Assignment: Exactly as written, please set down all of the entries again, with no pictures.

Stored data entries
▬▬▬

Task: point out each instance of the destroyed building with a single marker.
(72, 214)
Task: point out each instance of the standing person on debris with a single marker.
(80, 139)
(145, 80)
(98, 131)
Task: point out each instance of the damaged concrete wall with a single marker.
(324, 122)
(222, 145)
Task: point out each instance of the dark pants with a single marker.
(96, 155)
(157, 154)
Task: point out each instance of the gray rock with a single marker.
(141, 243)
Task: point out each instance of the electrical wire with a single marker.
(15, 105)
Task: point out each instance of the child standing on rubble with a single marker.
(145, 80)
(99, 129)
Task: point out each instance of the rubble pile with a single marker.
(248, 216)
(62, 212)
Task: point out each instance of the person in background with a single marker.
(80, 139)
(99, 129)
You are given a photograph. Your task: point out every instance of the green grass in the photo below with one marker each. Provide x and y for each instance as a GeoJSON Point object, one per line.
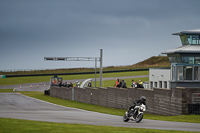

▬▬▬

Reply:
Task: point out each instance of the destroyed building with a single marker.
(72, 214)
Task: point out each instance of the standing person on debris with a single marker.
(80, 139)
(145, 80)
(98, 131)
Task: point out each instance of the damaged concrete wall with a single marker.
(324, 122)
(222, 145)
Task: point out each instance of the dark pants with a single marker.
(96, 155)
(157, 154)
Task: point out each instance of the gray rock with a single marker.
(141, 243)
Task: point out each instance of the electrical wire with a single marker.
(15, 105)
Task: point out each instance of the child standing on rubble with a single marker.
(145, 80)
(99, 129)
Task: point out each instance of the rubble pile with a single marker.
(248, 216)
(62, 212)
Task: point out each instance of the person in background with a single marker.
(80, 139)
(99, 129)
You are given a photograph. Your task: point out every instance of the green grass in the photo below with one marker each. Provide x and y for each instance as a GeoJSON Point object, one per line.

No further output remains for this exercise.